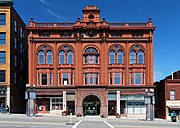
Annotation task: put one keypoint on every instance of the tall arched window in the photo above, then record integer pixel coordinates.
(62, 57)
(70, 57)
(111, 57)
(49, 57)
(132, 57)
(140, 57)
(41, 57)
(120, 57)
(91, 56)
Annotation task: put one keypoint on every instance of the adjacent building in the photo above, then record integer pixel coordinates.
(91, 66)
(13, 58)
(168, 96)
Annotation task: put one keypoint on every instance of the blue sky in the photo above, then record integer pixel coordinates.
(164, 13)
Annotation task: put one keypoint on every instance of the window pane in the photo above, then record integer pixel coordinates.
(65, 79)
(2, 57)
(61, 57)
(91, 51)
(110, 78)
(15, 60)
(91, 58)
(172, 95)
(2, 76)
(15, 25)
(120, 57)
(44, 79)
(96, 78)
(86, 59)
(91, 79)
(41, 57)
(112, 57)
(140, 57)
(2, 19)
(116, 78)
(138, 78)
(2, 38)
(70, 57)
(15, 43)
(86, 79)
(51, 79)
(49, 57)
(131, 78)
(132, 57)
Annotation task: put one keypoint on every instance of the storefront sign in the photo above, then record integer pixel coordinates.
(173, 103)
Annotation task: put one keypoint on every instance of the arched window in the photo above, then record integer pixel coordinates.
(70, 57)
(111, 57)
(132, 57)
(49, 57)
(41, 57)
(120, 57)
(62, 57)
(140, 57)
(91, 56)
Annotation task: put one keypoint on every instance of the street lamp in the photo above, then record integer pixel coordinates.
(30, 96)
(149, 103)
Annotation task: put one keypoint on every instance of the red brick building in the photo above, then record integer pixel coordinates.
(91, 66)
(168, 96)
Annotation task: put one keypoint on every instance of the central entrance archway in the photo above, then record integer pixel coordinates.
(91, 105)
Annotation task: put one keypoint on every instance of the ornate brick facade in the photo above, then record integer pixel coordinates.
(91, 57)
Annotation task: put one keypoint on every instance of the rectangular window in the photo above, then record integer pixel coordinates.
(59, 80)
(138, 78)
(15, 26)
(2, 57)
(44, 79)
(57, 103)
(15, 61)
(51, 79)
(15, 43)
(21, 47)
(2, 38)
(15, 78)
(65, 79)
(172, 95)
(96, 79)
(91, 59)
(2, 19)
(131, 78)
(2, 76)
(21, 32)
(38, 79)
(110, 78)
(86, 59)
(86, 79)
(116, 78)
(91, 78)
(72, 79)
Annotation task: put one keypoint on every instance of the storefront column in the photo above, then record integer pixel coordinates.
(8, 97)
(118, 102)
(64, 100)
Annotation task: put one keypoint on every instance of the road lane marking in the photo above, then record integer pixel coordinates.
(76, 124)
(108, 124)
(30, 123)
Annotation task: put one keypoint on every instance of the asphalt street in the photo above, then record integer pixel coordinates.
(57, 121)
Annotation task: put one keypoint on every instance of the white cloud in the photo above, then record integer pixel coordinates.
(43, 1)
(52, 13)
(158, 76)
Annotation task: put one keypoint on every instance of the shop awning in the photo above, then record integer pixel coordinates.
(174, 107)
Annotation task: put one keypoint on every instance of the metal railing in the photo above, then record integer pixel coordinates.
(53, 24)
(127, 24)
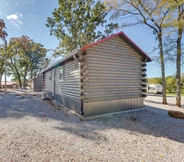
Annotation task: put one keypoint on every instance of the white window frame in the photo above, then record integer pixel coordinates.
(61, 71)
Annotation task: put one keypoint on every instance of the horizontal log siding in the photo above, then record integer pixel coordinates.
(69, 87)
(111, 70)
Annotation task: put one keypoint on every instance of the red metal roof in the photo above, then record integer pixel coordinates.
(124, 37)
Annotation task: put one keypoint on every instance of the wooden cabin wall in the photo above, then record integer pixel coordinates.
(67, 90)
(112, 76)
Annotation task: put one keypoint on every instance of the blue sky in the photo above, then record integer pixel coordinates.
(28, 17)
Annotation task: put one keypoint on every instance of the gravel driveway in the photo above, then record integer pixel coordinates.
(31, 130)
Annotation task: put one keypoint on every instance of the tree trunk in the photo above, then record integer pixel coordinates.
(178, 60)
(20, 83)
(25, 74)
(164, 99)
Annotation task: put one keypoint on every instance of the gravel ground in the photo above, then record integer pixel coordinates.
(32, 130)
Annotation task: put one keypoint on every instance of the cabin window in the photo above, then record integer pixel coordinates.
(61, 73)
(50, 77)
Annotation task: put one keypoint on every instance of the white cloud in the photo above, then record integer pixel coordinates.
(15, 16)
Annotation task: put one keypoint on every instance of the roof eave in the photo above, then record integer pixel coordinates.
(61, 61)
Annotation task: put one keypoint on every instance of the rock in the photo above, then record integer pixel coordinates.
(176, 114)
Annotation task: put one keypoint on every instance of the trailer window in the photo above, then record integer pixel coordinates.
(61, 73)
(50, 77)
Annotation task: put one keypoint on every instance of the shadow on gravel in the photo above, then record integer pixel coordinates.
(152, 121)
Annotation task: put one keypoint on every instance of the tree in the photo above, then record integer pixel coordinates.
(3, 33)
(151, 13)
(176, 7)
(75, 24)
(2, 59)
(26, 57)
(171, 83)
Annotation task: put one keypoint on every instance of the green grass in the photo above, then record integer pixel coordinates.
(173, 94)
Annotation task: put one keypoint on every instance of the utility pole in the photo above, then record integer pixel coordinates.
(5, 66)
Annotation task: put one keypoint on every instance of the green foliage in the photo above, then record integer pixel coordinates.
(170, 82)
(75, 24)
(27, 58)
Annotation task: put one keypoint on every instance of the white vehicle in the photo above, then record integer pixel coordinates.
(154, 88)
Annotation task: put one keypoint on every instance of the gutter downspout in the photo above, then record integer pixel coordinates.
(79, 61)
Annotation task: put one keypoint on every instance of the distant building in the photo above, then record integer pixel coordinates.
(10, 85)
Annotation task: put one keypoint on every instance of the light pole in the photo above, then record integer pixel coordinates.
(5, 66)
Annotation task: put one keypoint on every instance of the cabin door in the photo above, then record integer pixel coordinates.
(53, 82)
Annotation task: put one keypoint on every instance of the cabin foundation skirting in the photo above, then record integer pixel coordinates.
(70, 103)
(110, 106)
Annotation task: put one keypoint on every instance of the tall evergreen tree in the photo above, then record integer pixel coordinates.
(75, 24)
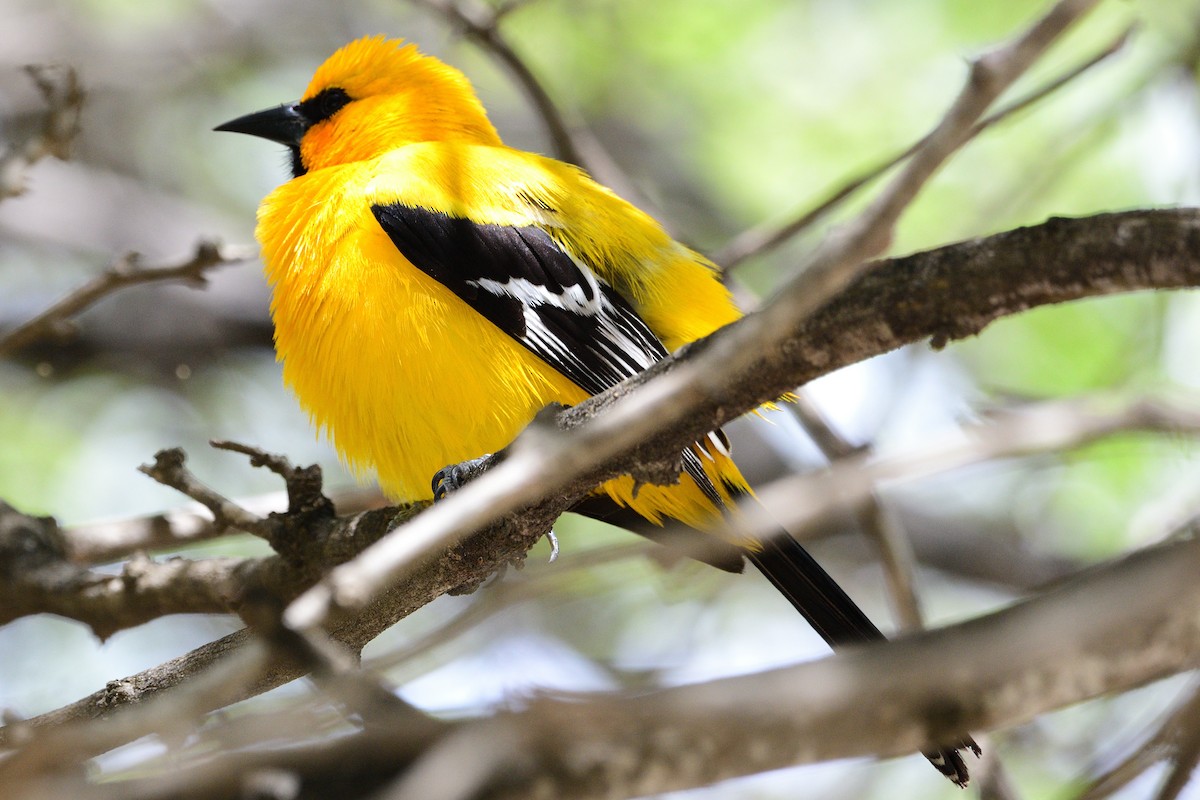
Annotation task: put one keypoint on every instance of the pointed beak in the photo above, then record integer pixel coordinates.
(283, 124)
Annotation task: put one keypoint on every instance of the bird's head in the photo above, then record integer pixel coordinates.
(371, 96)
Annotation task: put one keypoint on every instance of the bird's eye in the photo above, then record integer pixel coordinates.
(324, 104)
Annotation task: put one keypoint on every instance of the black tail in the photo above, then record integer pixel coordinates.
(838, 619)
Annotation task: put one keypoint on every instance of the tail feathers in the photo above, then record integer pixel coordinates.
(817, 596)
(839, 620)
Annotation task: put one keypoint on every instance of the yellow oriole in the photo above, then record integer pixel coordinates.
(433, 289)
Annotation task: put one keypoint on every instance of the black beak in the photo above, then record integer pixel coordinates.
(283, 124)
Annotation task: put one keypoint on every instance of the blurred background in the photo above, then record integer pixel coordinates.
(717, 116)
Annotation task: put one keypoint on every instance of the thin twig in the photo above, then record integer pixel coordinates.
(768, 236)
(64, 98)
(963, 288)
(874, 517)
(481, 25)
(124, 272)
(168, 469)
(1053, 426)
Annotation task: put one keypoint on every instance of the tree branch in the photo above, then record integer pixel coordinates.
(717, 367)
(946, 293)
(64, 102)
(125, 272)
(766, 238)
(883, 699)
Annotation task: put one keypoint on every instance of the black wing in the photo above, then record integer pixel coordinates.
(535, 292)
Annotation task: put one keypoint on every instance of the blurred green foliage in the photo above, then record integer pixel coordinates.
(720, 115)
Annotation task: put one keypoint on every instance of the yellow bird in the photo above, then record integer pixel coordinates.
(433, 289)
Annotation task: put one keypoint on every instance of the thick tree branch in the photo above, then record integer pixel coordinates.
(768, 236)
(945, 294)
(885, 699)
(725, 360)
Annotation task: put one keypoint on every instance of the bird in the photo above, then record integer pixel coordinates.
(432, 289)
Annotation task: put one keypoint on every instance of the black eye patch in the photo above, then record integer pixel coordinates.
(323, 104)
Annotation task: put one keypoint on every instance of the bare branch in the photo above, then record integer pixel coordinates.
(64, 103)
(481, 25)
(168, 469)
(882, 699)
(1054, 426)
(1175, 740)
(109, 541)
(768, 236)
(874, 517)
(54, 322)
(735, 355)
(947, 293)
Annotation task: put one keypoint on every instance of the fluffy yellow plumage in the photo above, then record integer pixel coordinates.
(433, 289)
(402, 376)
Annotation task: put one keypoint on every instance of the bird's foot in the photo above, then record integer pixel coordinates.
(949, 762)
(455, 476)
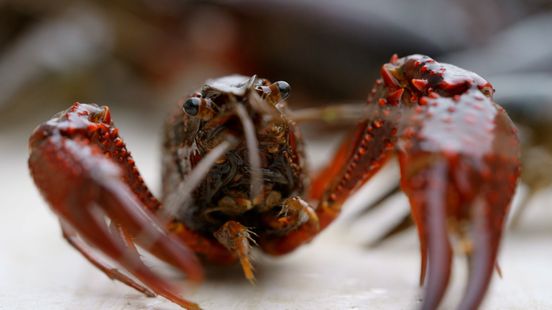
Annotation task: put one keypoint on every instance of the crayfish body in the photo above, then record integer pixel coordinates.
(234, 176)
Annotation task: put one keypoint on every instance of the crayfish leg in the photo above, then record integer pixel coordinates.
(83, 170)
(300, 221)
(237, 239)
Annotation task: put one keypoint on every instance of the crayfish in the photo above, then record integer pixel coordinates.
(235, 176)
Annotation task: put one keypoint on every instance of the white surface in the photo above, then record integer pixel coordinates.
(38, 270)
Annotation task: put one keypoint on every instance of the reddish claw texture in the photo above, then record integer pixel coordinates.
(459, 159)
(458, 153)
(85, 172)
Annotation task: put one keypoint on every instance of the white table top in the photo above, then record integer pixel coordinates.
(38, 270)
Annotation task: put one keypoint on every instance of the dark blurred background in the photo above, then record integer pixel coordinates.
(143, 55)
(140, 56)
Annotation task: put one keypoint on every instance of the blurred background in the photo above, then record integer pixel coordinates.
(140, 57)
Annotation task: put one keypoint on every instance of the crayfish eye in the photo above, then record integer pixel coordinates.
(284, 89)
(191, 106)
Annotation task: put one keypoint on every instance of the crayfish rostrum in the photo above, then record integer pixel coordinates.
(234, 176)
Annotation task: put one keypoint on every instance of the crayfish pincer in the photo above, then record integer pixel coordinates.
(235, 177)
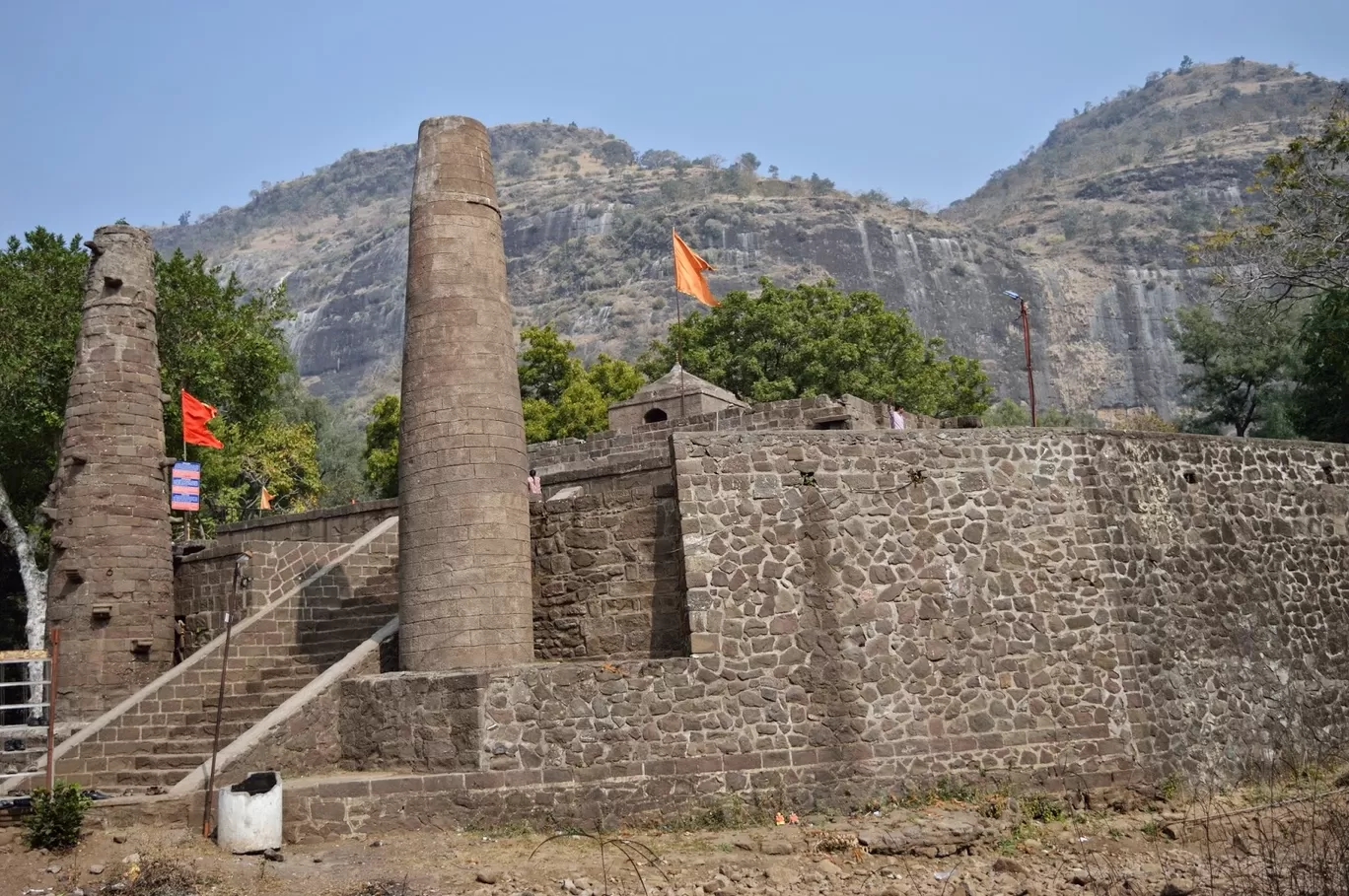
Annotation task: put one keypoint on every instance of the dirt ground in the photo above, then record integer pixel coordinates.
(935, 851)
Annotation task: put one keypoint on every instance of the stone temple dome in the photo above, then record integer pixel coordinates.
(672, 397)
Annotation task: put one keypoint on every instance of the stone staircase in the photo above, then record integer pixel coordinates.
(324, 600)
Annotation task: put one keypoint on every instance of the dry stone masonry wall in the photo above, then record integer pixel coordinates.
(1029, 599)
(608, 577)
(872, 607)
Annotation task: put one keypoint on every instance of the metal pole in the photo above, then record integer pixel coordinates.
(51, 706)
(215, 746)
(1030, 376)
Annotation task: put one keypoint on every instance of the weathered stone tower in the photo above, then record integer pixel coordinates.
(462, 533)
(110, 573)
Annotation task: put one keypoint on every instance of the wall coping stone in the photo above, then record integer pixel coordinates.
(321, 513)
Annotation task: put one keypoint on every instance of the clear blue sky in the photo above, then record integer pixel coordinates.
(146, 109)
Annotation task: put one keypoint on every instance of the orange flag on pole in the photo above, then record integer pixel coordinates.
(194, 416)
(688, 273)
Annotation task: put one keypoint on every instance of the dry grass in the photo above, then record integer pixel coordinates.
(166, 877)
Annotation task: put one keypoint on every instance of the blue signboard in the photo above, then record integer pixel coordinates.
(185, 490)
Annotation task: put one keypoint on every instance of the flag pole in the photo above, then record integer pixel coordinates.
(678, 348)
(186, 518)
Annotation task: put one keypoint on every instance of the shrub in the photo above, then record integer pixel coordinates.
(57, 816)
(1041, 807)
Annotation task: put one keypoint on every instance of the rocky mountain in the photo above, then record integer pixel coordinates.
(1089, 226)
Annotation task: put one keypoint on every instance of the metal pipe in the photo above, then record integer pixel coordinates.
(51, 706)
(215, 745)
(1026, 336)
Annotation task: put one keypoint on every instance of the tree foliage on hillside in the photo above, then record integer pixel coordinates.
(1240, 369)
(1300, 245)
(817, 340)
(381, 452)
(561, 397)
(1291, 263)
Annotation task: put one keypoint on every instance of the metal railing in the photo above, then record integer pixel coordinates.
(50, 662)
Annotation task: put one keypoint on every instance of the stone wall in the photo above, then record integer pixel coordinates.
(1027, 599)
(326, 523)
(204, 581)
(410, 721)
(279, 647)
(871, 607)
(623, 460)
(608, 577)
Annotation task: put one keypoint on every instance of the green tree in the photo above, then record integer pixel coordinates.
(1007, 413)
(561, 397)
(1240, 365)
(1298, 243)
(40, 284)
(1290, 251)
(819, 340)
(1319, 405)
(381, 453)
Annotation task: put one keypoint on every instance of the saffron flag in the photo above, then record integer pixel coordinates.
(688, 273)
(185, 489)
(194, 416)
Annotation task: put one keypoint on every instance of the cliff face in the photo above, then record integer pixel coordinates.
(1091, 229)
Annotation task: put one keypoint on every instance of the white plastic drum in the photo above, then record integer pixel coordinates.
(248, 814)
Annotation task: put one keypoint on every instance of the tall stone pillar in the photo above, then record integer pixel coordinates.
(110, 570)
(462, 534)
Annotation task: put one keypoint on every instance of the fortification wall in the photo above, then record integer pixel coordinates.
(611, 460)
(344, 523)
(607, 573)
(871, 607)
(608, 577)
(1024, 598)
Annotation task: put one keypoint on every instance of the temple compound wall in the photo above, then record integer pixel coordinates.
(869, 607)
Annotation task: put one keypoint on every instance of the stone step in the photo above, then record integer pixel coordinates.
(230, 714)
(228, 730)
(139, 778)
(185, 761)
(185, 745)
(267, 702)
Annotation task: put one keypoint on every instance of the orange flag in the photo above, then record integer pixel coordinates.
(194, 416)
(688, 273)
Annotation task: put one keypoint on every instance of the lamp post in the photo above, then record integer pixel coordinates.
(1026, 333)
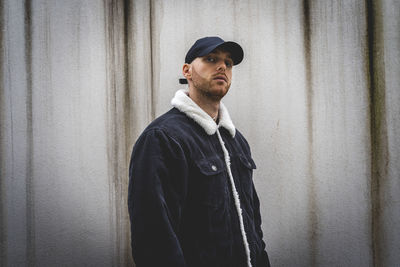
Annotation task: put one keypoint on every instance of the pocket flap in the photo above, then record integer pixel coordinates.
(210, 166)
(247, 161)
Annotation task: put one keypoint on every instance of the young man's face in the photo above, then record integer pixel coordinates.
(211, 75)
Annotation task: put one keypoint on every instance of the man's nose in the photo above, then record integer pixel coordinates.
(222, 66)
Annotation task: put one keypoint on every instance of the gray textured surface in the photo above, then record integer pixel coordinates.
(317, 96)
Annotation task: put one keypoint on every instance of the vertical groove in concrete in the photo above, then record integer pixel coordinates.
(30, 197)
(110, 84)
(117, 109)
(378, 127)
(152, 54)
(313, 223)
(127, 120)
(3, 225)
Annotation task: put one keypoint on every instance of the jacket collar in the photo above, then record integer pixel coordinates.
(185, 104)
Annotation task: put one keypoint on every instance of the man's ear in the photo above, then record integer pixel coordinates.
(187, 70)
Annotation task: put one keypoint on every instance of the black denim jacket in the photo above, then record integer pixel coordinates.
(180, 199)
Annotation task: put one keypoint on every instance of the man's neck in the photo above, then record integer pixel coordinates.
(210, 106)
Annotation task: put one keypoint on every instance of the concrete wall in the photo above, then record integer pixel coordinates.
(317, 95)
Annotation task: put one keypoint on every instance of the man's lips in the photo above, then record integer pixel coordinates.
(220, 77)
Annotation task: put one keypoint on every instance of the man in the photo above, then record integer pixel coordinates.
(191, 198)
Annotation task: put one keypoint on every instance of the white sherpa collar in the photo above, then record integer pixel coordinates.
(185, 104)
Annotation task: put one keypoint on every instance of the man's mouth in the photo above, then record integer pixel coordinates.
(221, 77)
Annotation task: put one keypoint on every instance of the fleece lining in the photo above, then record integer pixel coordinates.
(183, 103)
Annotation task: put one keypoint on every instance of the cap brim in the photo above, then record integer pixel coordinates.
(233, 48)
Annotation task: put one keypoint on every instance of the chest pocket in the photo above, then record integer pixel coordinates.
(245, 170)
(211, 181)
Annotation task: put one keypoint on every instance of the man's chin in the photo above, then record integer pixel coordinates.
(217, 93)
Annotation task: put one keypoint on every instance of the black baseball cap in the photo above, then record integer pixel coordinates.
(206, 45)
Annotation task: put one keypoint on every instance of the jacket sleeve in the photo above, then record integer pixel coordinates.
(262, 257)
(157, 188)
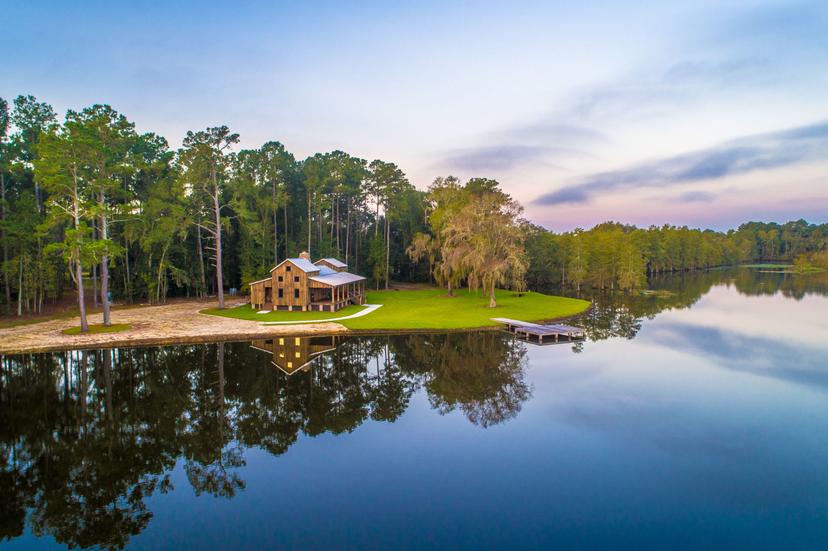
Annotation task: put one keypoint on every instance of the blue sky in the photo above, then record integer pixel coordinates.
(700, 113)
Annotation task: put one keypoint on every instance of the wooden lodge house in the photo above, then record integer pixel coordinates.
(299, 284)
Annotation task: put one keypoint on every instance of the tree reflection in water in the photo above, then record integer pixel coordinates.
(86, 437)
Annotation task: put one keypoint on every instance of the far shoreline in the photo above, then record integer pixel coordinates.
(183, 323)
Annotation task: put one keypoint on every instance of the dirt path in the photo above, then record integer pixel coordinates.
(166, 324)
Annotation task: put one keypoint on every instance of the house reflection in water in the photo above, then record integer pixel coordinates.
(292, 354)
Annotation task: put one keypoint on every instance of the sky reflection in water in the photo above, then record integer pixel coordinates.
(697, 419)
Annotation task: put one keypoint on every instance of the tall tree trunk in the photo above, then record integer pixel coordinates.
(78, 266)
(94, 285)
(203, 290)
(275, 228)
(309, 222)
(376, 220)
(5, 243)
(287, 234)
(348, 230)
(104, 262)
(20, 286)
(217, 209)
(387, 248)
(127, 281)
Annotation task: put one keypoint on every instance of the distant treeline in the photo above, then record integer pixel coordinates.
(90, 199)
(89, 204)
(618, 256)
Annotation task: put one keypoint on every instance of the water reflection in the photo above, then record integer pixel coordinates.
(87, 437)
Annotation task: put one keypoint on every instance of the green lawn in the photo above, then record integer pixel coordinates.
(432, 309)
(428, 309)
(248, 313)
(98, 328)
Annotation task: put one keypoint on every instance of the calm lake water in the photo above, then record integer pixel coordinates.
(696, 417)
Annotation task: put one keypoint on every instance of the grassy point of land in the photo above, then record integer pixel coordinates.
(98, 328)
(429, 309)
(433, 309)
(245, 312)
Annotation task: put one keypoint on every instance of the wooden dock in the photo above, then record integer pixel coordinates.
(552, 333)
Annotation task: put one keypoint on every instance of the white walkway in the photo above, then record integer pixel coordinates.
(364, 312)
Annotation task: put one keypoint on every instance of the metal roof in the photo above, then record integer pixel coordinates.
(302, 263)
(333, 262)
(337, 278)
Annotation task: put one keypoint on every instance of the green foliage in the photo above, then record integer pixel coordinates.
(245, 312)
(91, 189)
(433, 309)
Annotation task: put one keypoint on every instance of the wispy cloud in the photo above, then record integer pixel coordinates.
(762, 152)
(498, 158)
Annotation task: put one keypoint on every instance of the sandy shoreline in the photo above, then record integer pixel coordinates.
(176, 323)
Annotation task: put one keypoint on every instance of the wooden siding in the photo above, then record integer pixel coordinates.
------------------------------------------------------------
» TASK DETAILS:
Find the line containing "the white walkway". Reproduce it exactly, along with every line after it through the last.

» EXERCISE SOLUTION:
Annotation task: put one keypoint on every instance of the white walkway in the photo above, then record integer pixel coordinates.
(364, 312)
Annotation task: put one keypoint on every instance of the metal roof in the photo above, then record integer pixel coordinates.
(302, 263)
(333, 262)
(337, 278)
Annotation task: put one keypoint on every instance of the green foliage in the photo above, then record integer pixel coordinates.
(245, 312)
(91, 189)
(433, 309)
Annotation task: put one keypoint on every instance of the wispy cloud in the photo above, then record integer pixel coordinates.
(762, 152)
(498, 158)
Annotation task: put one keypoint on every instance of the sandy shoreline in the photo above, then record integer pixel coordinates.
(176, 323)
Annotation task: put one keypoint on every instance of the wooden siding in the photo above, then record integer pixel coordinates.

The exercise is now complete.